**Your objective:** According to the text about whether elephants run, what do an elephant's fore limbs and hind limbs each do at speed?

**Exercise text:**

STRANGEBUTTRUE- Elephant run: They don't, and yet they do

Q. What's the debate over whether elephants run? Asked another way, are you more apt to see an elephant run or fly? –Babar

A. Ironically, both may be equally unlikely, because it turns out that instead of running in the conventional sense, elephants adopt a unique gait at speed, with the fore limbs trotting and the hind limbs walking, says New Scientist magazine. To study this, Belgian researchers built an eight-meter-long (26-foot) platform and recorded the downward forces of elephants pounding over it; they then had 34 elephants either walk slowly across or "run" at speeds of up to five meters per second (11 mph). 

When most animals walk, their center of mass sways from side to side but bounces like a pogo stick on a run. However, this motion wastes energy. The research team found that an elephant traveling at speed keeps its center of mass at a constant height, even though its front legs pogo up and down in a trotting motion (The Journal of Experimental Biology). 

John Hutchinson of the Royal Veterinary College, UK, questions whether this counts as running, as, he notes, "By some definitions, all feet must be off the ground at the same time– something that does not happen with elephants."

**Data under study:**
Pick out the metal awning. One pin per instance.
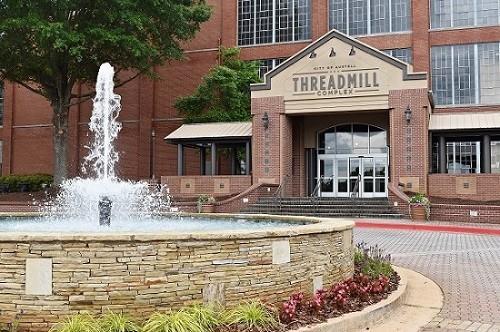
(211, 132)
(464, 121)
---
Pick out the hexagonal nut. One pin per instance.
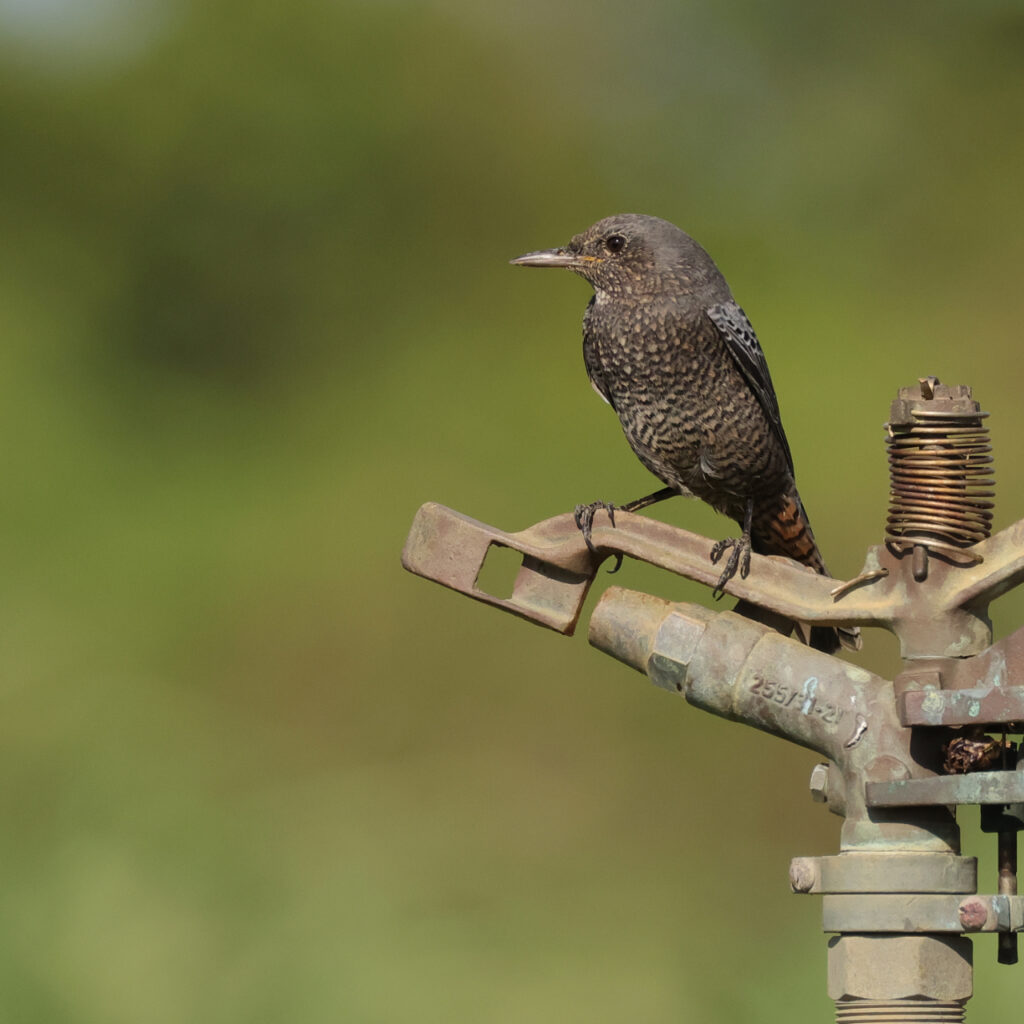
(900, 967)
--
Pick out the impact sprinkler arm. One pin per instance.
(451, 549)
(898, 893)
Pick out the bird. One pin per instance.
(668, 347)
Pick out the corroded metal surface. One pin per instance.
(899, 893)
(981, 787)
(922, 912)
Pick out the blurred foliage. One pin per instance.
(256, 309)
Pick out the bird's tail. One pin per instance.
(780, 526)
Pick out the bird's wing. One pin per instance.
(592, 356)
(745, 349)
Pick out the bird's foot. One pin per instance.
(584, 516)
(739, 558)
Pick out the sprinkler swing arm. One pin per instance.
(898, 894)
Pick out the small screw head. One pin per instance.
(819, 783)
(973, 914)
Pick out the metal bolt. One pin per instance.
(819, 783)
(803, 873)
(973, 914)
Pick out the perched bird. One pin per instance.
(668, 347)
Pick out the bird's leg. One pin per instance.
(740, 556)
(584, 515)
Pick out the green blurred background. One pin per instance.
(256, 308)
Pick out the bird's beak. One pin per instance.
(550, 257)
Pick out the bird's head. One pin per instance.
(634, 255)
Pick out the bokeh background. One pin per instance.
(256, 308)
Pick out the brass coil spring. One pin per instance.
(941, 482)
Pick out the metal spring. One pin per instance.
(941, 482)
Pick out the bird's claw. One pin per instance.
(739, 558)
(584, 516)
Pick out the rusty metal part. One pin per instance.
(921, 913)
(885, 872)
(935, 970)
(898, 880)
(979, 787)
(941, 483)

**Result of the exercise:** The fore limbs trot and the hind limbs walk.